* **Document passage**:

((

For the movie is about need; about the terrible hunger that its hero, Paul, feels for the touch of another human heart. He is a man whose whole existence has been reduced to a cry for help -- and who has been so damaged by life that he can only express that cry in acts of crude sexuality.

Bertolucci begins with a story so simple (which is to say, so stripped of any clutter of plot) that there is little room in it for anything but the emotional crisis of his hero. The events that take place in the everyday world are remote to Paul, whose attention is absorbed by the gradual breaking of his heart. The girl, Jeanne, is not a friend and is hardly even a companion; it's just that because she happens to wander into his life, he uses her as an object of his grief.

The movie begins when Jeanne, who is about to be married, goes apartment-hunting and finds Paul in one of the apartments. It is a big, empty apartment, with a lot of sunlight but curiously little cheer. Paul rapes her, if rape is not too strong a word to describe an act so casually accepted by the girl. He tells her that they will continue to meet there, in the empty apartment, and she agrees.

Why does she agree? From her point of view -- which is not a terribly perceptive one -- why not? One of the several things this movie is about is how one person, who may be uncommitted and indifferent, nevertheless can at a certain moment become of great importance to another. One of the movie's strengths comes from the tragic imbalance between Paul's need and Jeanne's almost unthinking participation in it. Their difference is so great that it creates tremendous dramatic tension; more, indeed, than if both characters were filled with passion.

They do continue to meet, and at Paul's insistence they do not exchange names. What has come together in the apartment is almost an elemental force, not a connection of two beings with identities in society. Still, inevitably, the man and the girl do begin to learn about each other. What began, on the man's part, as totally depersonalized sex develops into a deeper relationship almost to spite him.

We learn about them. He is an American, living in Paris these last several years with a French wife who owned a hotel that is not quite a whorehouse. On the day the movie begins, the wife has committed suicide. We are never quite sure why, although by the time the movie is over we have a few depressing clues.

))

* **What this exercise asks**:
1. Decide whether each statement agrees with the movie review, answering yes or no and quoting the deciding words: (a) Jeanne is about to be married when she goes apartment-hunting. (b) Paul and Jeanne exchange names when they meet. (c) The apartment where they meet is small and dark.
2. Reproduce, word for word, the stretch of the movie review from "They do continue" through "to spite him.".
The data below is not needed for this work.

* **Data block**:
((

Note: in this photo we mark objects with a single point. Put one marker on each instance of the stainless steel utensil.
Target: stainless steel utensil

))

* **Results in order**:
1.
(a) Yes: "Jeanne, who is about to be married, goes apartment-hunting"
(b) No: "at Paul's insistence they do not exchange names"
(c) No: "It is a big, empty apartment, with a lot of sunlight"

2.
They do continue to meet, and at Paul's insistence they do not exchange names. What has come together in the apartment is almost an elemental force, not a connection of two beings with identities in society. Still, inevitably, the man and the girl do begin to learn about each other. What began, on the man's part, as totally depersonalized sex develops into a deeper relationship almost to spite him.